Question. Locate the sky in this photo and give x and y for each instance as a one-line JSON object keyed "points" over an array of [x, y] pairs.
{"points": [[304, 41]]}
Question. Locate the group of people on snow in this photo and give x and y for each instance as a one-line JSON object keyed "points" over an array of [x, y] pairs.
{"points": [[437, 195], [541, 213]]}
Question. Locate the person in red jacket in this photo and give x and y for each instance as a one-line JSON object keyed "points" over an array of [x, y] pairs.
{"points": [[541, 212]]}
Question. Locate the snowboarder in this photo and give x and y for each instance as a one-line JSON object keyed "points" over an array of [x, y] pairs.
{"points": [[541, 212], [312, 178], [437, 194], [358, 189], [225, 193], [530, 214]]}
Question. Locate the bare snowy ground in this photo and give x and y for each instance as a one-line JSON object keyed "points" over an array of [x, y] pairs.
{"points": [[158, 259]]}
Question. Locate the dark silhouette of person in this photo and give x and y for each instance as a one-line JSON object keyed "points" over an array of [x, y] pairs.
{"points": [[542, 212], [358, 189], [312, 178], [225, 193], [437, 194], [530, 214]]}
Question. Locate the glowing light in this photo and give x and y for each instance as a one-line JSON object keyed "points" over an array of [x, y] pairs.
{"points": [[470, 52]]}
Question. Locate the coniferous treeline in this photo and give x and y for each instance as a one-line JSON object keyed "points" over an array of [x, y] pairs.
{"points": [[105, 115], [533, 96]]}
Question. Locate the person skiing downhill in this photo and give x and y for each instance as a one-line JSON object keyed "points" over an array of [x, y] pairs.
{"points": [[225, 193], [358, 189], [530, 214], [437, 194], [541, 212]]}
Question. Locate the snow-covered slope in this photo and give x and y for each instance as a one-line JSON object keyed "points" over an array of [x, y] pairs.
####
* Work instructions *
Copy out all of the records above verbatim, keeping every line in its original order.

* Exercise result *
Question. Locate the sky in this photo and give x and y for each instance as a one-line JSON object keyed "points" over an array of [x, y] pairs.
{"points": [[304, 41]]}
Question. Locate the group of people on snow in this photo and give x and y for each instance as a one-line JSON object keyed "points" over an array of [x, y] pairs.
{"points": [[437, 195], [541, 213]]}
Question. Locate the person in red jacket in this photo and give x and y for each instance as a one-line JSON object keyed "points" over an array of [x, y] pairs.
{"points": [[541, 212]]}
Question. Locate the snowboarder in this photo and give x and y for each instance as a one-line JSON object keyed "points" over an array of [x, y] pairs.
{"points": [[541, 212], [312, 178], [437, 194], [358, 189], [225, 193], [530, 214]]}
Question. Locate the bare snowy ground in this photo and give x and y for each instance as a one-line JSON object keyed "points" over an array of [x, y] pairs.
{"points": [[158, 259]]}
Question. Locate the dark silhouette of person in this photo and give x and y for each instance as a one-line JSON object keyed "points" over an array of [x, y] pairs.
{"points": [[542, 212], [358, 189], [312, 178], [225, 193], [437, 194], [530, 214]]}
Question. Locate the glowing light in this photo and give x and y for each instance as a one-line JSON object keyed "points" over an array of [x, y] pairs.
{"points": [[470, 52]]}
Question. Locate the coniferous treeline in this photo and give x and y for each instance as a one-line JSON object keyed "points" over an array of [x, y] pairs.
{"points": [[105, 115], [533, 96]]}
Question. Locate the person skiing downhill in this photo and give x and y for each instance as a one-line JSON object keyed "points" over an array of [x, y] pairs.
{"points": [[225, 193], [358, 189], [530, 214], [437, 194], [541, 212]]}
Question. Locate the snow-covered slope in this photo and give x and y for each instance as a one-line JSON object keyed "points" over an array of [x, y] pairs.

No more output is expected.